#### Passage given ####

Hello, when I try running the Optix SDK tests, all of them give mean error saying: “Optix: Unknown Error”.
This is on a node with three GTX 980s running CentOS.
Does anyone know what could be the issue, or if it’s possible to force Optix to give me a more detailed error message than just “Unknown Error”?
That could be many things, like display driver too old, CUDA devices not found, OpenGL driver not found or picked the incorrect one, possible X11 not running, etc.
CentOS is not listed as supported OS in the OptiX 4.1.1 release notes.
I’m not using Linux myself and can’t say if its generally not going to work on CentOS.
Please provide some more detailed information about the system configuration.
This is my minimum checklist for any OptiX problem reports.
OS version and bitness, installed GPU(s), NVIDIA display driver version, OptiX version (major.minor.micro), CUDA toolkit version used to compile PTX code.
Which OptiX “tests” do you mean exactly?
Assuming this is OptiX 4.1.1, and CUDA toolkit 8.0.
What does the CUDA toolkit device query example report about the CUDA devices on the system?
Do OpenGL programs run on the system and use the NVIDIA display driver?
If not only the examples without OpenGL interop would work.
Does it work when only using one GPU? Then two?
Thank you for getting back to me.
I know OPTIX seems to work on my local Linux installation, however, I am running Arch on that system. I’m going to install CentOS to a separate partition and see if it works there as well, if it does it may be a system configuration issue.
OS Version: CentOS 7 64 bit
GPUs: 3xGTX 980s 4GB
Display Driver Version: 375.26
Optix Version: Optix 4.1.0
CUDA version: Cuda 8 (Cuda 7 also does not work)
Under optix-4.1.0/SDK-precompiled-samples there are many different tests, such as optixHello, optixDeviceQuery, etc.
When I run optixDeviceQuery I get:
OptiX Error: ‘Unknown error
(/root/sw/wsapps/raytracing/rtsdk/rel4.1/samples_sdk/optixDeviceQuery/optixDeviceQuery.cpp:53)’, which at least is a little bit more of a unique error. Still, it doesn’t give me actual information.
Other OpenGL programs do run on the system and use the NVIDIA display driver, for example, glxspheres64 runs, as does glxgears.
Thanks for your help!
I asked a Linux expert and he’s running CentOS 7 with OptiX 4.0.0 and 4.1.1 public release and doesn’t see an issue. He didn’t have OptiX 4.1.0 installed at this time. I would generally recommend to use the newest available OpitX version of any major version as well.
A shot in the dark: It is possible that your display is not connected to the primary CUDA device, but that should not affect optixDeviceQuery.
It’s more possible that the NVIDIA driver is installed but not loaded, so you’re actually using the nouveau driver.
You can check which driver is loaded by running:
lsmod | grep nvidia
lsmod | grep nouveau
If nouveau is running you would need to blacklist it and reboot.
This is normally done by the driver, but it’s unclear if your setup differs.
The blacklist file is:
$ cat /etc/modprobe.d/nvidia-installer-disable-nouveau.conf
generated by nvidia-installer
options nouveau modeset=0

####

Tasks =
1. Answer these questions from the forum thread above:
(a) Which display driver version does the poster give for the CentOS system?
(b) Which two OpenGL programs does the poster say run on the system?
(c) If the nouveau driver turns out to be running, what does the thread say must be done?
2. Turn everything in the listing, from the line containing "TARGET = clear blue sky" down to the end of the listing, into a Markdown table with the columns No. and Line. Give one row per line and skip blank lines.

#### Task input ####

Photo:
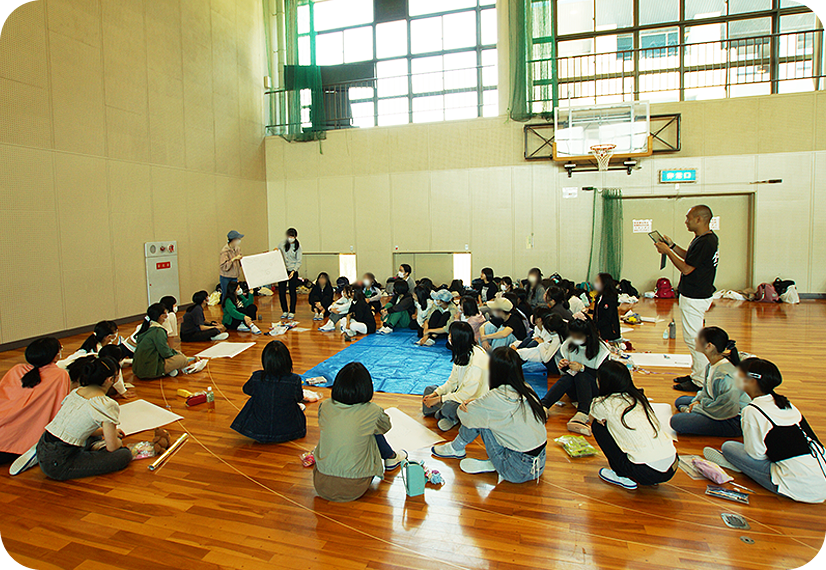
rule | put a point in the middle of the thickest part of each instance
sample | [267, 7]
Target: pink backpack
[766, 294]
[664, 289]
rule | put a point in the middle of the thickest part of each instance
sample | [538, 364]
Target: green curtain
[606, 234]
[533, 83]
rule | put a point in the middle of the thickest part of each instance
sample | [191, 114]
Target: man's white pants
[693, 313]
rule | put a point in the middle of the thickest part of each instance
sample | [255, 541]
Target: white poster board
[141, 415]
[264, 269]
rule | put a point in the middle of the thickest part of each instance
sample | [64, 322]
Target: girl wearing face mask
[171, 322]
[578, 359]
[536, 292]
[291, 250]
[715, 410]
[240, 310]
[780, 451]
[153, 356]
[606, 310]
[65, 451]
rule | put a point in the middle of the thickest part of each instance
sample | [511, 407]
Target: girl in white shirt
[65, 451]
[468, 379]
[779, 450]
[628, 433]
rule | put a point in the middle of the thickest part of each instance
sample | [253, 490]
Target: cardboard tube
[159, 461]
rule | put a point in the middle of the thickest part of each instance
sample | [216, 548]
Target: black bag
[627, 288]
[780, 285]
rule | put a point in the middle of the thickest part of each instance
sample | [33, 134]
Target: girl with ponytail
[715, 410]
[30, 396]
[780, 451]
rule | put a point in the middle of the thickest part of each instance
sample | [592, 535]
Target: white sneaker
[476, 466]
[716, 456]
[25, 461]
[446, 424]
[446, 451]
[609, 476]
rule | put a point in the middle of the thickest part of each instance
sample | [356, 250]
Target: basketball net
[603, 154]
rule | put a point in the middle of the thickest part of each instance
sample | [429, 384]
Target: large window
[670, 50]
[431, 60]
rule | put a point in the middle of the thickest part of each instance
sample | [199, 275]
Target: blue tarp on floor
[399, 366]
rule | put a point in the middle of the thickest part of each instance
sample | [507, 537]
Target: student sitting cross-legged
[628, 433]
[509, 418]
[715, 410]
[468, 379]
[67, 449]
[351, 447]
[780, 451]
[273, 413]
[577, 360]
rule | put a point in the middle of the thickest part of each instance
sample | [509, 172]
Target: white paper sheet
[264, 269]
[663, 412]
[141, 415]
[225, 350]
[407, 433]
[646, 359]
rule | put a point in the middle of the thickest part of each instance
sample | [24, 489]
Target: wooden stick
[159, 461]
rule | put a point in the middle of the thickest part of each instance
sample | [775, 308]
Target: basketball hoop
[603, 154]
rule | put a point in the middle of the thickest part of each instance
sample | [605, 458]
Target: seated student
[578, 359]
[360, 319]
[171, 322]
[153, 356]
[470, 314]
[338, 311]
[555, 297]
[715, 410]
[779, 450]
[273, 413]
[638, 451]
[406, 274]
[489, 288]
[321, 296]
[505, 326]
[606, 308]
[398, 312]
[30, 396]
[65, 450]
[240, 311]
[119, 388]
[195, 327]
[423, 303]
[351, 442]
[511, 421]
[468, 379]
[444, 312]
[372, 292]
[535, 291]
[549, 333]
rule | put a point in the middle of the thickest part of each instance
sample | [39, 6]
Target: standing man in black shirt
[698, 266]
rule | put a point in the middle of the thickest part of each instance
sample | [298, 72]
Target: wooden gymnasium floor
[226, 502]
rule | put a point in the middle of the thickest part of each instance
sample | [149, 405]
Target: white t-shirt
[641, 443]
[799, 478]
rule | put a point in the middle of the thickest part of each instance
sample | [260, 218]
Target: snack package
[576, 446]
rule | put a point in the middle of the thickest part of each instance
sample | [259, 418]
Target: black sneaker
[687, 386]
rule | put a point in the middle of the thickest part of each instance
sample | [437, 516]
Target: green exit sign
[676, 176]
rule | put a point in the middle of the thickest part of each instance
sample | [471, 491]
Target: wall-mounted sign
[643, 226]
[677, 176]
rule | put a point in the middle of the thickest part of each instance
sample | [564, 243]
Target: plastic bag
[576, 446]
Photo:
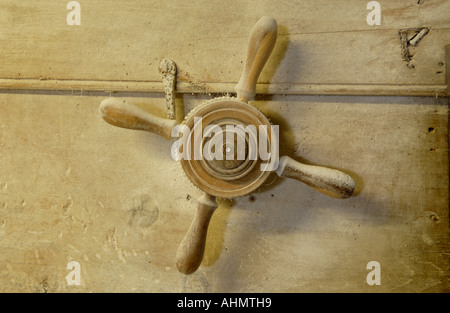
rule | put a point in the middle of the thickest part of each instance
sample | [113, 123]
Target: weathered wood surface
[73, 187]
[323, 47]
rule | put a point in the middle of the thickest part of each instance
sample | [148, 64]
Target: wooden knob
[121, 113]
[326, 180]
[262, 40]
[191, 250]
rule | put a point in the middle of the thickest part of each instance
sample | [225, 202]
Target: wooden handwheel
[234, 170]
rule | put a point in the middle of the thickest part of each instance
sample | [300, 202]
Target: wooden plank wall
[323, 47]
[74, 188]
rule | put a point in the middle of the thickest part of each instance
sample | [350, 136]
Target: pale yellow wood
[318, 42]
[74, 188]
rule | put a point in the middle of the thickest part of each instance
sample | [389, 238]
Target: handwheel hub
[232, 127]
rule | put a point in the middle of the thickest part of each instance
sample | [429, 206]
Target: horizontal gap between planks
[185, 87]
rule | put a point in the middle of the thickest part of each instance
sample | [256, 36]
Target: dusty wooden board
[323, 47]
[75, 188]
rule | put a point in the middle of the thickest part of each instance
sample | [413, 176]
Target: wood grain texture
[319, 43]
[74, 188]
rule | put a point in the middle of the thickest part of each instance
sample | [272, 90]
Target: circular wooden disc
[236, 124]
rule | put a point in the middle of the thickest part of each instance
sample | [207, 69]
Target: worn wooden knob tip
[121, 113]
[326, 180]
[262, 40]
[191, 250]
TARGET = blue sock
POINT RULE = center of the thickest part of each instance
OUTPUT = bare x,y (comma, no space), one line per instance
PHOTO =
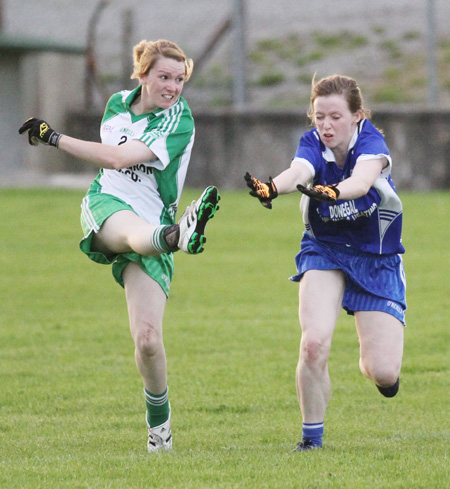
314,433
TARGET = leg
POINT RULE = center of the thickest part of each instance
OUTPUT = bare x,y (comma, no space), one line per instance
146,303
321,293
381,346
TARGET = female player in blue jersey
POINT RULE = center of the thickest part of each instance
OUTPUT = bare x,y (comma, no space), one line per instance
128,214
351,250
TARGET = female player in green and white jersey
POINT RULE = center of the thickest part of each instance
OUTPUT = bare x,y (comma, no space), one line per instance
128,213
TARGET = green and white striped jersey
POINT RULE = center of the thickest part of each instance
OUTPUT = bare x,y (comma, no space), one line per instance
152,188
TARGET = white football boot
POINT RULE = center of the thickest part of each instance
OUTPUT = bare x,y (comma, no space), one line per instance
159,437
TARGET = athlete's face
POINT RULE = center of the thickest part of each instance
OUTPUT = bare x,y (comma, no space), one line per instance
163,84
335,123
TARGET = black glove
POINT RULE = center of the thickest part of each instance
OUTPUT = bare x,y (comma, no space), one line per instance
40,132
265,192
329,193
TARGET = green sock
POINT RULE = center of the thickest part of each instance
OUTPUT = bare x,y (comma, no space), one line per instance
158,407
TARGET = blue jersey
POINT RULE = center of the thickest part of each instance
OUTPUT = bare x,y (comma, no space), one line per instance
371,223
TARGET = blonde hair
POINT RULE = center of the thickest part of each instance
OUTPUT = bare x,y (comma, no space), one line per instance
147,53
341,85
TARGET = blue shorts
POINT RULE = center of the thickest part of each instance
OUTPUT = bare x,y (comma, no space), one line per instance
374,282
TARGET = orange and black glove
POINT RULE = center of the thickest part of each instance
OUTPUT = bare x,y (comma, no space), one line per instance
265,192
327,193
40,132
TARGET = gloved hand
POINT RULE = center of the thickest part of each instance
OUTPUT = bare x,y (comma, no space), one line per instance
40,132
265,192
328,193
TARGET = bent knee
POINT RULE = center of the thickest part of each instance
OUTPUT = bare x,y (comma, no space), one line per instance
314,350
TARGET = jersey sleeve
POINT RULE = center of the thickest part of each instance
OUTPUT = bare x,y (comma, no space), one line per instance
309,151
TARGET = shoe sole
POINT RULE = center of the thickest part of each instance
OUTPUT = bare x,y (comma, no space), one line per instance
208,207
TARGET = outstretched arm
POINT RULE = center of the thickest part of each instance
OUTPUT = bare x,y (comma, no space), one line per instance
287,181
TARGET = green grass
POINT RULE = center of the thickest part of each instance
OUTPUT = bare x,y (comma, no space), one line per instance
71,402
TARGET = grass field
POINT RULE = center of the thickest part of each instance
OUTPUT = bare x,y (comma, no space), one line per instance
71,401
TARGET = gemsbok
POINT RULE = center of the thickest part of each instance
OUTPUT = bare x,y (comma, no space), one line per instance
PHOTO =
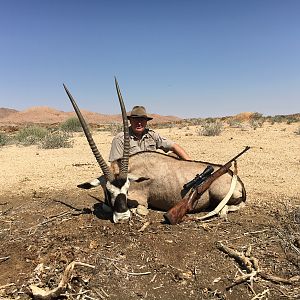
154,179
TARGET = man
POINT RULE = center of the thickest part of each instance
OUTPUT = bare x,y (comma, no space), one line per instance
142,138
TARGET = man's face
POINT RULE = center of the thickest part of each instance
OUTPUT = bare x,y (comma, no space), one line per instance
138,125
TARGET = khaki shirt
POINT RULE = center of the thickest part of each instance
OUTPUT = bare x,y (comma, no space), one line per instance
150,140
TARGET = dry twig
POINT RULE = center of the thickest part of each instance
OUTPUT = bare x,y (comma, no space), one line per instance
252,267
41,294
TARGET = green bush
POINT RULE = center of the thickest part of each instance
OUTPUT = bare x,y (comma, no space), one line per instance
255,123
31,135
211,129
71,125
55,140
3,139
235,123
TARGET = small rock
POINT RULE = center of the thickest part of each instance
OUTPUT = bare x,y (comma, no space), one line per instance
142,210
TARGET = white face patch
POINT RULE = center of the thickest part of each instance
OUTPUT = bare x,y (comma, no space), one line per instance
115,191
121,217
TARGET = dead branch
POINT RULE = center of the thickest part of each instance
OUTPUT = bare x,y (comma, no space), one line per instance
239,257
145,225
130,273
277,279
261,295
242,279
2,259
252,267
41,294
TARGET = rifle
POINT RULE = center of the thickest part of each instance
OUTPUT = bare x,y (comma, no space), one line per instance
175,214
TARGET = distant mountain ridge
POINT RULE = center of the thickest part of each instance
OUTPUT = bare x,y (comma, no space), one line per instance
48,115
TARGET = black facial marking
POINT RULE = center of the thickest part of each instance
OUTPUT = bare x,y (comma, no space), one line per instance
120,204
119,182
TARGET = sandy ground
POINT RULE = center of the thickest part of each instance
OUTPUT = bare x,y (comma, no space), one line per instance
46,221
269,168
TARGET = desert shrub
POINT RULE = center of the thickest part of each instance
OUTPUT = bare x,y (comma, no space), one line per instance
211,129
3,139
31,135
71,125
55,140
235,123
255,123
291,119
277,119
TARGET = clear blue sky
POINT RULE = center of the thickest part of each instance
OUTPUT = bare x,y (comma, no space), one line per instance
186,58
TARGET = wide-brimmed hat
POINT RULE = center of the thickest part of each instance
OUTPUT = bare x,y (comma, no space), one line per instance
139,112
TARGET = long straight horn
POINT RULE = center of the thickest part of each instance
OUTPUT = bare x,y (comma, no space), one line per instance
124,161
104,167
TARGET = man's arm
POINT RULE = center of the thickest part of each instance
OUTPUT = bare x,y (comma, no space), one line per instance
180,152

####

Answers to the exercise =
1.
(a) 375.26
(b) glxspheres64 and glxgears
(c) Blacklist it and reboot.

2.
| No. | Line |
|---|---|
| 1 | TARGET = clear blue sky |
| 2 | POINT RULE = center of the thickest part of each instance |
| 3 | OUTPUT = bare x,y (comma, no space), one line per instance |
| 4 | 186,58 |
| 5 | TARGET = wide-brimmed hat |
| 6 | POINT RULE = center of the thickest part of each instance |
| 7 | OUTPUT = bare x,y (comma, no space), one line per instance |
| 8 | 139,112 |
| 9 | TARGET = long straight horn |
| 10 | POINT RULE = center of the thickest part of each instance |
| 11 | OUTPUT = bare x,y (comma, no space), one line per instance |
| 12 | 124,161 |
| 13 | 104,167 |
| 14 | TARGET = man's arm |
| 15 | POINT RULE = center of the thickest part of each instance |
| 16 | OUTPUT = bare x,y (comma, no space), one line per instance |
| 17 | 180,152 |